═════ LISTED ENTRIES

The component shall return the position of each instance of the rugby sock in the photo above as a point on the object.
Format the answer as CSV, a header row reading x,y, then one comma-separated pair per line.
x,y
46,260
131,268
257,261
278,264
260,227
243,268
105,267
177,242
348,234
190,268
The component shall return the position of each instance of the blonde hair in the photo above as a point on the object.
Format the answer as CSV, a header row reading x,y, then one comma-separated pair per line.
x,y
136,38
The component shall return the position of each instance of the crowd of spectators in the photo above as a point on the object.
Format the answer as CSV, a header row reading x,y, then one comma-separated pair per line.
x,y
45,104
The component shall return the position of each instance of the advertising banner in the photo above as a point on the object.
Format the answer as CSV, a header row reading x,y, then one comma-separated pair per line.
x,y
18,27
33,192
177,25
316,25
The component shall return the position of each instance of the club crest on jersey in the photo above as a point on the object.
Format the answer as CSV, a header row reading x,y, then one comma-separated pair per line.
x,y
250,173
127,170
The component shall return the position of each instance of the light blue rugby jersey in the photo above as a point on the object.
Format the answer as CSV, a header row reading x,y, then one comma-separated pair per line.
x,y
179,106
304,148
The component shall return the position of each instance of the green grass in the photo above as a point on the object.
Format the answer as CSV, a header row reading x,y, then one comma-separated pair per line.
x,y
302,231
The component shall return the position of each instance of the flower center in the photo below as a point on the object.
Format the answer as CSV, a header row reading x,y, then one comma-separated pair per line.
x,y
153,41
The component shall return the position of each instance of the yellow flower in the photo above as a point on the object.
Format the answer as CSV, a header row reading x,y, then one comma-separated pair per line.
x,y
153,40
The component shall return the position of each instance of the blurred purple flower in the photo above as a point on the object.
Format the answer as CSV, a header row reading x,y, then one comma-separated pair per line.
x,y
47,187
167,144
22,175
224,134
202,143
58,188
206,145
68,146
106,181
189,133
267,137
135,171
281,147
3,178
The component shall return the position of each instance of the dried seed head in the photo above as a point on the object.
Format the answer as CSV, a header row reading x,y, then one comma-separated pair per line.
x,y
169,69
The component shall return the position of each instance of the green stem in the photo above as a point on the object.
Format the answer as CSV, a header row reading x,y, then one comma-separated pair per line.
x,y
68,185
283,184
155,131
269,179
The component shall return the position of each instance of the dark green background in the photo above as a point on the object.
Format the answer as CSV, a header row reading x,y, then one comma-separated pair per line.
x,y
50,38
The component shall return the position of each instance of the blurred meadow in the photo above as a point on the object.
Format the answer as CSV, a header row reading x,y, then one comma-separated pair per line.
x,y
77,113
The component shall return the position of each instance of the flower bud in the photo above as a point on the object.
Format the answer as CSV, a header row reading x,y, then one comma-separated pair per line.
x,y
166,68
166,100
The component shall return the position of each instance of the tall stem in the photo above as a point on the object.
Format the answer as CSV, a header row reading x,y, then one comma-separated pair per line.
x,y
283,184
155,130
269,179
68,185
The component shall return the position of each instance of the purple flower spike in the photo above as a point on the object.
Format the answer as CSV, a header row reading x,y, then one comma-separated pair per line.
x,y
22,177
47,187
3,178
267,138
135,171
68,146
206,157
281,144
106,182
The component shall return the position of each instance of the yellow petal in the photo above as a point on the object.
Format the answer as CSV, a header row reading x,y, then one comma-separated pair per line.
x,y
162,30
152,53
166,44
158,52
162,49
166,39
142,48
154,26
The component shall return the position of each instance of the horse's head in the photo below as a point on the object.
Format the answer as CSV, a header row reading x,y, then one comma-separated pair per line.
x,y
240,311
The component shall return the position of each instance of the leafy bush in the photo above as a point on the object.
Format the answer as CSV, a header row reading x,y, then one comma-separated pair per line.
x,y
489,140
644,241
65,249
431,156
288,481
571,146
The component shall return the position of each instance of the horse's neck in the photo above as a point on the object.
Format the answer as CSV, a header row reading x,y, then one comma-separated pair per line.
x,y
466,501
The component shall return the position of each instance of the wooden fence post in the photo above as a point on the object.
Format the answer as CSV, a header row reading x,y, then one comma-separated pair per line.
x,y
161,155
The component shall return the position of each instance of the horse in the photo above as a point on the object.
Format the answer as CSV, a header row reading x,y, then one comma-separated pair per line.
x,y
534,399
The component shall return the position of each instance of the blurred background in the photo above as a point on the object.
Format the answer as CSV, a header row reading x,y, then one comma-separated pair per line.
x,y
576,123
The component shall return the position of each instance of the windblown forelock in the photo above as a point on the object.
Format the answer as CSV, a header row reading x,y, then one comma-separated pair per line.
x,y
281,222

══════════

REQUIRED WORK:
The records shown above should be given again word for word.

RESPONSE TO THIS EXERCISE:
The component shall return the position of each instance of the rugby sock in the photo above as a point on the object.
Format the answer as CSV, a header row reading x,y, then one comma-separated pair per line.
x,y
46,260
131,268
257,261
278,264
260,227
243,268
105,267
177,242
348,234
190,268
The component shall return the position of each instance of the blonde hair in the photo above as a point on the object.
Format the answer as CSV, a header row reading x,y, then one comma-separated pair per line.
x,y
136,38
The component shall return the position of each instance of the crowd of spectators in the photo above as a point on the object.
Format the answer as CSV, a header row reading x,y, then one comma-separated pair per line.
x,y
45,104
The component shall return the position of each instance of the advertising banner in the photo above as a point on the object.
Format the answer as CSV, a header row reading x,y, then one comma-separated pair per line.
x,y
18,27
33,192
177,25
316,25
The component shall return the position of each instance of the club crest on jersey in the photo above as a point on the object.
Format the answer as CSV, a header row reading x,y, then one comma-separated pair per line.
x,y
250,173
127,170
The component shall return the position of each instance of the light blue rugby jersey in the photo above as a point on the object.
Format the answer as CSV, a header row reading x,y, then one comma-separated pair per line.
x,y
179,106
304,148
The component shall return the position of each instance of the green grass in the photo above as a point on the object.
Format the answer as CSV, a header row reading x,y, then one comma-separated pair per line.
x,y
302,231
The component shall return the position of each instance of the flower center in the photo below as a point on the object.
Format the answer as CSV, a header row reading x,y, then one comma-separated pair per line.
x,y
153,41
The component shall return the position of each instance of the yellow flower in the photo above as a point on the object.
Format the answer as CSV, a header row reading x,y, then one comma-separated pair per line.
x,y
153,40
The component shall return the position of each instance of the blurred purple flower in the photo above as a point on the object.
Format the answer as CSV, a header row reading x,y, then one comma-separated pair per line.
x,y
47,187
167,144
22,175
224,134
202,143
58,188
206,145
68,146
106,181
189,133
267,137
135,171
281,147
3,178
The component shall return the position of each instance of the dried seed head in the photo above as a point on the object.
Format the answer as CSV, a header row reading x,y, then one comma-separated pair per line.
x,y
169,69
The component shall return the position of each instance of the green stem in the photo above as a point on the object.
Format the answer as CSV, a header row reading x,y, then one comma-separated pair per line.
x,y
68,185
283,184
155,131
269,179
The component shall return the position of each instance of the dark green background in the photo above as a point on the object.
Format the answer as CSV, a header row reading x,y, then one comma-separated pair per line.
x,y
50,38
The component shall return the position of each instance of the blurred meadow in the photo above as a point on the object.
Format the answer as CSV, a header row reading x,y, then one comma-separated pair per line.
x,y
77,113
The component shall return the position of each instance of the flower bud in the photo above as a point on the object.
Format the answer as CSV, a header row reading x,y, then one comma-separated pair per line.
x,y
166,68
166,100
The component shall return the position of each instance of the tall stem in the photo above as a point on the object.
Format the answer as CSV, a header row reading x,y, then one comma-separated pair per line.
x,y
283,184
155,130
269,179
68,185
The component shall return the position of each instance of the purple flower spike in the photo above as a point on the object.
Format the answer as CSV, a header row reading x,y, then one comma-separated pair per line.
x,y
22,177
47,187
3,178
267,138
135,171
68,146
206,157
281,144
106,182
The component shall return the position of each instance of the yellow petal in the photo above as a point on the object.
Format the answer as CSV, a header row reading x,y, then one comma-separated pair per line.
x,y
162,30
152,53
166,44
158,52
162,49
166,39
142,48
154,26
The component shall return the position of each instance of the horse's head in the photo below as a point on the object.
Format the answer as CSV, a header row reading x,y, then one comma-separated pair per line.
x,y
240,311
The component shall return the position of each instance of the leafy bush in the photo above as a point on the object.
Format the answer as CSV, a header row reading x,y, then one comma-separated pair per line.
x,y
489,140
644,241
65,249
431,156
288,481
571,146
The component shall return the position of each instance of the horse's neck in the photo above as a point on the object.
Format the answer as CSV, a header row reading x,y, then one comma-separated pair per line.
x,y
466,501
The component shall return the position of each instance of the wooden fence post in the photo above as a point on the object.
Format the answer as CSV, a header row reading x,y, then one comma-separated pair per line.
x,y
161,155
The component shall return the position of each instance of the horse in the photo above as a point on the object.
Format the answer as CSV, a header row reading x,y, then one comma-separated pair per line.
x,y
534,399
The component shall return the position of each instance of the blurred background in the photo above as a point on the object.
Format the answer as CSV, a header row reading x,y, then one comma-separated pair per line.
x,y
576,123
The component shall return the position of each instance of the windblown forelock in the photo above as a point on the object.
Format the answer as CSV, a header row reading x,y, then one comma-separated pair per line.
x,y
281,222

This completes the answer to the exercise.